• **Instructions for the task**: Pull out every line in the items below that contains the word "plate", and list each one unchanged.
═════ Data for processing
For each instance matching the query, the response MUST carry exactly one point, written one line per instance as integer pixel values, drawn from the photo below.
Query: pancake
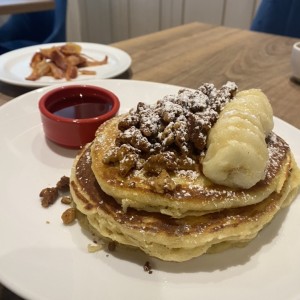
(194, 194)
(168, 238)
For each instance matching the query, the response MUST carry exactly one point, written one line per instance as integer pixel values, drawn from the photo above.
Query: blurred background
(108, 21)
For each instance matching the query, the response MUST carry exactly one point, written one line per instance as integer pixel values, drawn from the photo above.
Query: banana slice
(237, 153)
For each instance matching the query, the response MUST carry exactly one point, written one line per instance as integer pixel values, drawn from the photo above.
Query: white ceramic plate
(14, 65)
(50, 261)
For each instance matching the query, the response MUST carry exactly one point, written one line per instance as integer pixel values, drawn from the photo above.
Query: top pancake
(163, 236)
(193, 194)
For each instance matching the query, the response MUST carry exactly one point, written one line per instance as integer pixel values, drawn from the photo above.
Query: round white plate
(14, 65)
(40, 260)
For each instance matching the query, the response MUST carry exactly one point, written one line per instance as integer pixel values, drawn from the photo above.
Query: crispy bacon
(63, 61)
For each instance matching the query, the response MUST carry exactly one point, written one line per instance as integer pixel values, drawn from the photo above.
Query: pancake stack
(159, 179)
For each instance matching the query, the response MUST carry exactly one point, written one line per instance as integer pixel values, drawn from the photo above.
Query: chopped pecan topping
(63, 184)
(170, 134)
(49, 196)
(69, 216)
(162, 183)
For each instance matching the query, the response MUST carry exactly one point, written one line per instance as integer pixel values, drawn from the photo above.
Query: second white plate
(14, 65)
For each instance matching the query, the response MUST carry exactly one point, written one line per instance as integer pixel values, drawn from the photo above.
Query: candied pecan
(49, 196)
(162, 183)
(69, 216)
(63, 183)
(134, 137)
(128, 163)
(158, 162)
(116, 154)
(128, 121)
(66, 200)
(175, 124)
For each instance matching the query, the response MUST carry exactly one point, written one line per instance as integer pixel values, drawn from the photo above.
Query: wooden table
(8, 7)
(191, 54)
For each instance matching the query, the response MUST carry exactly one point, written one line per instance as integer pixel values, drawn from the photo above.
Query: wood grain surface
(191, 54)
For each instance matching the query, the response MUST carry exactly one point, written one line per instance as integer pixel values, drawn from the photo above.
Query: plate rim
(40, 91)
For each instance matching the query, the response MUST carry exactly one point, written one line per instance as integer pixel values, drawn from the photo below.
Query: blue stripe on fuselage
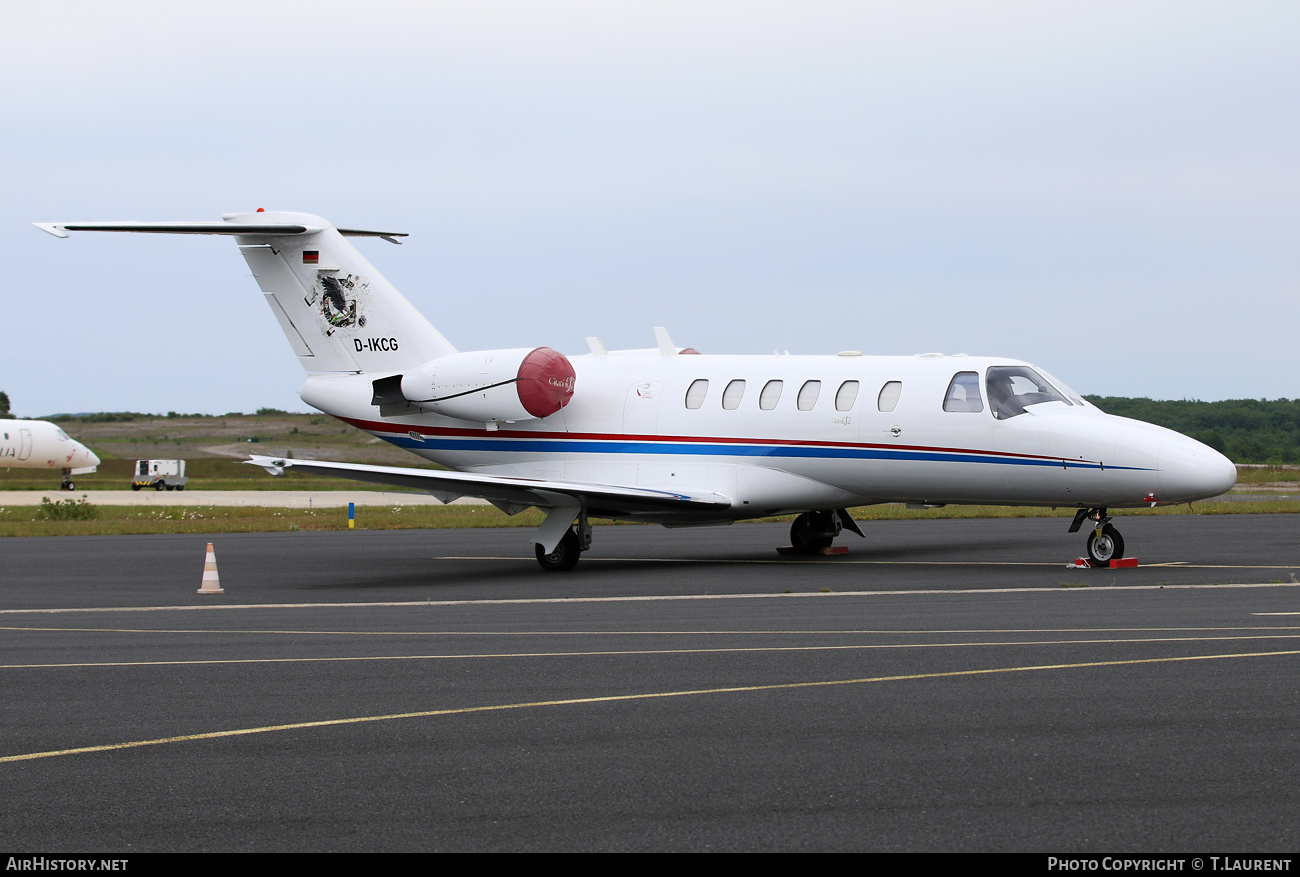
══════════
• **Answer for this exercise**:
Query: white ceramic plate
Query: round white plate
Query: second white plate
Query: plate rim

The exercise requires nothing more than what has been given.